# Task brief:
Would you please return the lines of the entries below starting at the line that has "column 631, row 267" and ending at the line that has "Query: scattered straw on ground", both included, exactly as they are?

* * *

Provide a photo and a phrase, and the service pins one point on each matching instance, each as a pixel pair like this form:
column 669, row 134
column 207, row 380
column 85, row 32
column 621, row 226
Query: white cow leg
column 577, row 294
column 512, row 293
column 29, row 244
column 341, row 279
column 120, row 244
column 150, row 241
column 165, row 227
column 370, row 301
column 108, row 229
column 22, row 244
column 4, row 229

* * *

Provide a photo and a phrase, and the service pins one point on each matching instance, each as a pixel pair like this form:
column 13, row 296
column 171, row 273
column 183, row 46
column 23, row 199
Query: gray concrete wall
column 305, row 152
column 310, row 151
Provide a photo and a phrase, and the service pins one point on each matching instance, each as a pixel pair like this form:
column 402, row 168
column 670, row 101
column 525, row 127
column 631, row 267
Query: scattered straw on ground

* * *

# Solution:
column 631, row 267
Query: scattered straw on ground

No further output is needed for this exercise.